Data extracts:
━━━━━━
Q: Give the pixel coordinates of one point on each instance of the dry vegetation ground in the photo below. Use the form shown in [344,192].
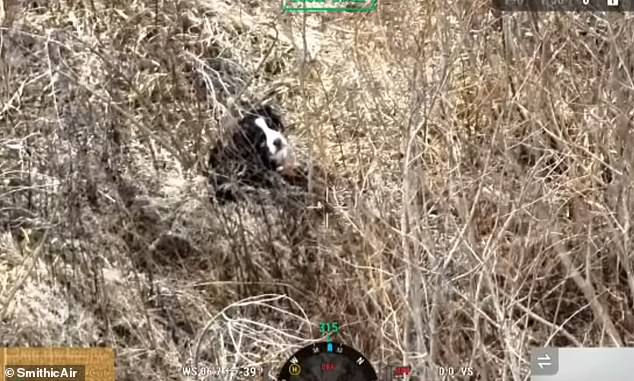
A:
[482,187]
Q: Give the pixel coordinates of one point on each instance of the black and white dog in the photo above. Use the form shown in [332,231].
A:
[254,155]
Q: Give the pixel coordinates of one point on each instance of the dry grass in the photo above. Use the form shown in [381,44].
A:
[482,195]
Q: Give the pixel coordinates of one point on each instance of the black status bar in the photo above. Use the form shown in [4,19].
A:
[564,5]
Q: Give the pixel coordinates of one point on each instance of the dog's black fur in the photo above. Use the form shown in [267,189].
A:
[245,160]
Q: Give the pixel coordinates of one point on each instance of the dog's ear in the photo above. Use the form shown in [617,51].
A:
[274,116]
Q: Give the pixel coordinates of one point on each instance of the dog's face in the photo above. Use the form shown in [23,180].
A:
[263,130]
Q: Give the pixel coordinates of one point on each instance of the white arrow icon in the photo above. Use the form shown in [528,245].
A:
[546,358]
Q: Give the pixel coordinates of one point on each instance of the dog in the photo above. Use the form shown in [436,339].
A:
[255,155]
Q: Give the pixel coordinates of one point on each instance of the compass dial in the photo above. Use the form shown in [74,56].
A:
[327,361]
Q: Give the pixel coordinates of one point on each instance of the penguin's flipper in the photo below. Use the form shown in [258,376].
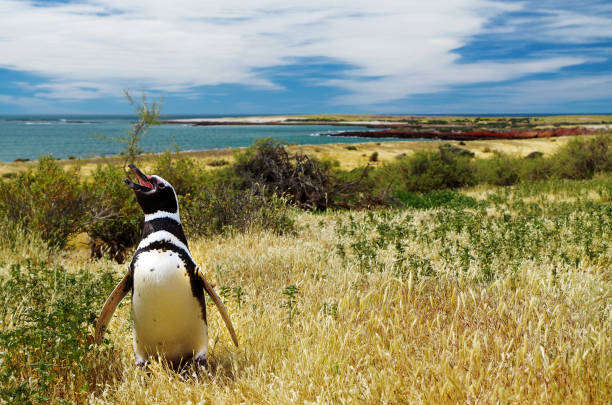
━━━━━━
Reproduce the listing exactly, but omit every picture in it.

Q: Give the pixel coordinates of one point on each instance of the dry vegetation ground in the photo below. Use the form shown in [344,192].
A:
[482,187]
Q: Give the pixel coordinates of one point on each instance of the black and white dog in the photo above. Use the form shown in [332,231].
A:
[254,155]
Q: Give the pixel coordinates of one point on each instance of the dry grass in the photo above. Use the form shown in [381,44].
A:
[482,195]
Q: Give the pixel coordinates of one point on each instance of the black status bar in the photo above. Use the form shown in [4,19].
A:
[564,5]
Q: Give the pixel coordinates of one point on each instance of the dog's black fur in the photo above. Use the form shown in [267,189].
A:
[245,160]
Q: Give the pixel coordinates of one point on each instance of the dog's ear in the photo above. Use the form shown in [617,51].
A:
[274,116]
Q: Give the pixel coordinates of one point on each instance of the dog's face in the photo above. Use the form shown in [23,180].
A:
[263,130]
Q: Give the pixel coordinates of one point on each instance of the white arrow icon in the photo above. Use the form shown in [528,245].
A:
[546,358]
Q: Give the pixel coordinates of one point on each instance of the dog in the photo above. Use the form shown in [436,339].
A:
[255,155]
Q: Give the pixel coordinates of one point on each instance of the compass dial in the photo above. Use the form shown in [74,56].
A:
[327,361]
Q: Give the pixel coordinates of one point on each instance of the penguin's flipper in the photo below. Use the form shown in [258,376].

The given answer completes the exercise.